## The data

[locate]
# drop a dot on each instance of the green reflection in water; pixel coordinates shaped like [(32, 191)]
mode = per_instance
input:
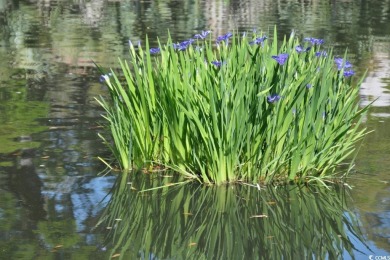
[(18, 119), (229, 222)]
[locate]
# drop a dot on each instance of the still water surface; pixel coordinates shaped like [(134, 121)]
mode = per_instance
[(51, 193)]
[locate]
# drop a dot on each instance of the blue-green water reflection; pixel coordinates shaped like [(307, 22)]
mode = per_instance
[(229, 222), (49, 184)]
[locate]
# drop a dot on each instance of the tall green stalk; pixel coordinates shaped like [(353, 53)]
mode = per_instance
[(242, 109)]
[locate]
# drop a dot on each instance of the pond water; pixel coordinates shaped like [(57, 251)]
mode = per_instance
[(52, 194)]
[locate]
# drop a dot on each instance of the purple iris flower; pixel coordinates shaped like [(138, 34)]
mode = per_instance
[(258, 40), (105, 77), (314, 41), (183, 45), (300, 49), (321, 53), (217, 63), (202, 35), (281, 58), (348, 73), (154, 50), (273, 98), (224, 37), (341, 64)]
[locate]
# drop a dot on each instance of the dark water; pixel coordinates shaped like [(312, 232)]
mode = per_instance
[(51, 193)]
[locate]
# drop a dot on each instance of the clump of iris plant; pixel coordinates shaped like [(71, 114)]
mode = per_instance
[(234, 108)]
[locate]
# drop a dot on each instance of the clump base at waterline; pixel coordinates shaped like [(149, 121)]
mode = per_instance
[(240, 107)]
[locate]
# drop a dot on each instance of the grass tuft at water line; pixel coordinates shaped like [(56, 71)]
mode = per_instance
[(242, 107)]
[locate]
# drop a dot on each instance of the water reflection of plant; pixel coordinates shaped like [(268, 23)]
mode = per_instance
[(245, 109), (228, 222)]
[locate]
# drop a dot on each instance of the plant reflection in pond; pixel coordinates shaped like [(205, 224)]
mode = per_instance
[(229, 222)]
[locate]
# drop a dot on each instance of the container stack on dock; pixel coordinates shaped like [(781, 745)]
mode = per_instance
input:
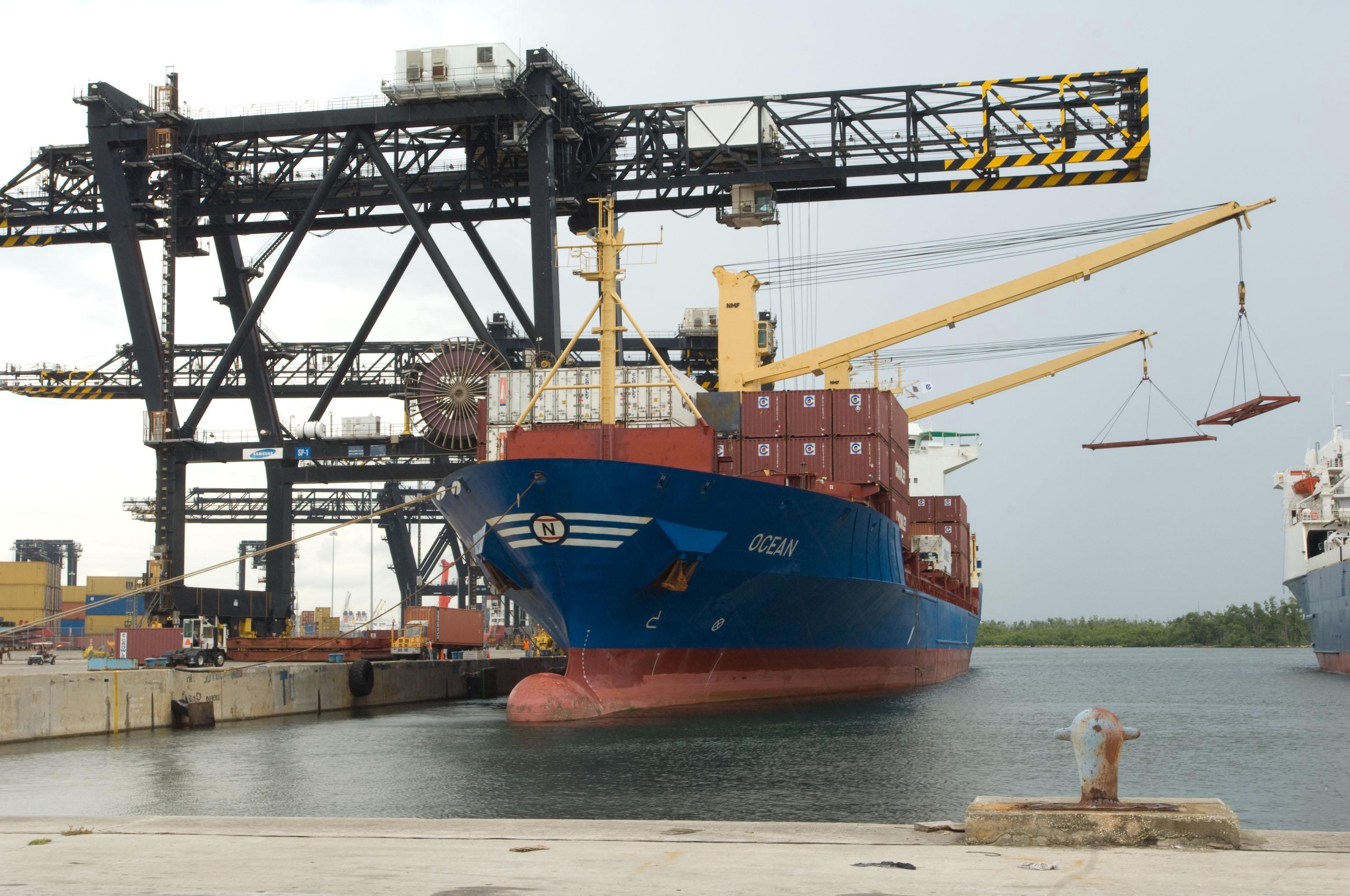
[(103, 616), (73, 602), (29, 592)]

## Description of the task
Your task is to retype all the entries exactly and leave out any pictures.

## Exercise response
[locate]
# drop a dot on each instance of the green reflection in water; pixel coordinates shaped like [(32, 191)]
mode = per_instance
input:
[(18, 119), (229, 222)]
[locate]
# drop a dot on each instance of the still water surface; pixel coordinates shaped like [(134, 121)]
mode = per_instance
[(51, 193)]
[locate]
# drop a dot on each instance of the blue-green water reflection; pixel coordinates shaped like [(307, 22)]
mode = per_instance
[(229, 222), (49, 184)]
[locate]
# drop a dot on each instance of the tall green stalk; pixel coordinates shaped like [(353, 53)]
mode = per_instance
[(242, 109)]
[locate]
# drop a dot on each instance of the pond water; pixel coordinates shaped like [(57, 251)]
mode = per_instance
[(52, 194)]
[locate]
# drop a dot on each instance of the purple iris flower; pixel coordinates shaped like [(138, 34)]
mode = per_instance
[(258, 40), (105, 77), (314, 41), (183, 45), (300, 49), (321, 53), (217, 63), (202, 35), (281, 58), (348, 73), (154, 50), (273, 98), (224, 37), (341, 64)]
[locate]
# drop a dot on each instance of the dark water; pixel coordinates shaped like [(312, 232)]
mode = per_instance
[(51, 193)]
[locate]
# drop a dot on each instance of the clump of iris plant; pixel coordinates shaped like [(71, 114)]
mode = per_instance
[(234, 108)]
[locate]
# drop a dot on each instance of the clump base at waterline; pixel coordinates shaped like [(149, 121)]
mode = per_instance
[(240, 107)]
[locate]
# drop a dot on each instance of the grass tuft at water line; pixel coordinates shaped like [(56, 71)]
mode = per_instance
[(242, 107)]
[locate]
# drop a dot on each instance of the water reflection of plant; pixel coordinates shaped like [(268, 23)]
mode = per_instance
[(245, 109), (228, 222)]
[locate]
# drop a dot on each instance of the plant reflection in pond; pixel coordinates shaped like [(205, 224)]
mode = per_instance
[(229, 222)]
[locate]
# drop a dot on each instance of the container stack on dock; pixel coordinates shaped like [(781, 745)]
mode = per_instance
input:
[(103, 616), (73, 602), (29, 592)]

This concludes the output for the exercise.